Please write out every line of the material exactly.

____ DATA SHOWN

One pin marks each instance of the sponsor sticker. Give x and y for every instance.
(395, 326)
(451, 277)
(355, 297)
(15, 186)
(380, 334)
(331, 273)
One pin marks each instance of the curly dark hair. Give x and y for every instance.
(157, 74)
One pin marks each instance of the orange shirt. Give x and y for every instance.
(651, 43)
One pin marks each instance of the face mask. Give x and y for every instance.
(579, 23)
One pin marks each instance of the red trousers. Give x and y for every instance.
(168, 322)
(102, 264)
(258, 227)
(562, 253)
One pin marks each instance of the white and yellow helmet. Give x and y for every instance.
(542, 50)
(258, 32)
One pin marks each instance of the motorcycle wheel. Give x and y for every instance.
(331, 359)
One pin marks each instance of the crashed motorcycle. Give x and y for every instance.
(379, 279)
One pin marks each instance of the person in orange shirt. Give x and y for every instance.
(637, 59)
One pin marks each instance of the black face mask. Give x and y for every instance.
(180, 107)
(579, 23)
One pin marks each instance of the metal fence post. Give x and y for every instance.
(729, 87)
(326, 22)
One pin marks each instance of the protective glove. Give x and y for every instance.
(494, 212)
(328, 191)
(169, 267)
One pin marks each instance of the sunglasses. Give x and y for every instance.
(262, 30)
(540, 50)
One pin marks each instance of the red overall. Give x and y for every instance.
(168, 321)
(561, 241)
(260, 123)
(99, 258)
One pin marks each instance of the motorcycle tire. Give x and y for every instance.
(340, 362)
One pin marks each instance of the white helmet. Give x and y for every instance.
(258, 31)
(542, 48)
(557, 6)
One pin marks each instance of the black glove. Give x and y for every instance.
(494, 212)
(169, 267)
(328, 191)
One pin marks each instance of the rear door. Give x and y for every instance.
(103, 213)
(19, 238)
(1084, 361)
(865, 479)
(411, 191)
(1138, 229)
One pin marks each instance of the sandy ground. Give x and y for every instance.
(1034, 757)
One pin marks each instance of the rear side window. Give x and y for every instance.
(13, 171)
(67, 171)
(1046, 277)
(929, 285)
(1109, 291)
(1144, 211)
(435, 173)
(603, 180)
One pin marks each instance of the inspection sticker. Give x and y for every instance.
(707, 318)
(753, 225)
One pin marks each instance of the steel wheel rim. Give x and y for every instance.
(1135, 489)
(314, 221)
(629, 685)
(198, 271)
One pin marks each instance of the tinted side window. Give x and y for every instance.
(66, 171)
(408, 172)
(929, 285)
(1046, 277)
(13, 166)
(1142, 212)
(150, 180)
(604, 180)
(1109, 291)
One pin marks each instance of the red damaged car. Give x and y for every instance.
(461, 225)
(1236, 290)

________

> SOLVED PROBLEM:
One pin marks each instance of the sponsor sticker. Give x and y for every instance.
(395, 326)
(451, 277)
(355, 297)
(15, 186)
(380, 334)
(331, 273)
One pin marks each instance of the curly dark hair. Give x and y for every instance.
(157, 74)
One pin marks each instance of the orange shirt. Give x and y for every instance.
(651, 43)
One pin marks each instance of the face mask. Give x and y for every instance.
(579, 23)
One pin marks each instance of the red trousers. Give x and y for every instance.
(168, 322)
(102, 264)
(258, 227)
(562, 253)
One pin marks each instance of the white and yellow helmet. Give x and y for every instance.
(542, 50)
(258, 32)
One pin marks each instance of the motorcycle wheel. Give x and y for every instance.
(331, 359)
One pin marks each instance of the crashed motorcycle. Give x and y for every instance.
(379, 279)
One pin marks each instance of the person in orange shirt. Give x and y for every instance.
(637, 59)
One pin marks each instance of the black face mask. Give x and y for every instance.
(180, 107)
(579, 23)
One pin marks each instance of the metal fence post. Give x and y for every instance.
(729, 87)
(326, 22)
One pin marks each instance of the protective glove. Give x and y for every instance.
(494, 212)
(328, 191)
(169, 267)
One pin marks each instance of the sunglasses. Give x and y for every instance.
(262, 30)
(540, 50)
One pin marks each instance of the red overall. Give x and y for every instance.
(168, 321)
(561, 241)
(260, 123)
(99, 258)
One pin marks each instance of the motorcycle tire. Give x and y for every instance.
(340, 362)
One pin marks each instance of the white helmet. Give x and y for every instance.
(258, 31)
(542, 48)
(557, 6)
One pin marks each instance of the black glove. Give x and y for every instance.
(494, 212)
(169, 267)
(328, 191)
One pin marks each instance of the rear door. Give x and y for every instance.
(103, 213)
(19, 238)
(1084, 361)
(865, 479)
(411, 191)
(1138, 229)
One pin marks each instance of the sandy ground. Give x and y for every instance.
(1034, 757)
One pin marks each instance of the rear side window. Give x and y for every instance.
(13, 171)
(67, 171)
(1046, 277)
(929, 285)
(1109, 291)
(1144, 211)
(435, 173)
(603, 180)
One pin marks each instance of the inspection sticker. Give x and y for every instance.
(707, 318)
(753, 225)
One pin marks each instance of the steel wheel rim. Give x and y for every instance.
(1135, 489)
(314, 221)
(629, 685)
(198, 271)
One pin marks each instance of the tinted side window. Give x and y for every instance.
(66, 171)
(408, 172)
(929, 285)
(1046, 277)
(13, 166)
(1142, 212)
(150, 180)
(604, 180)
(1109, 291)
One pin marks each instance of the red damaged car. Give x and y for every instance.
(461, 225)
(1236, 290)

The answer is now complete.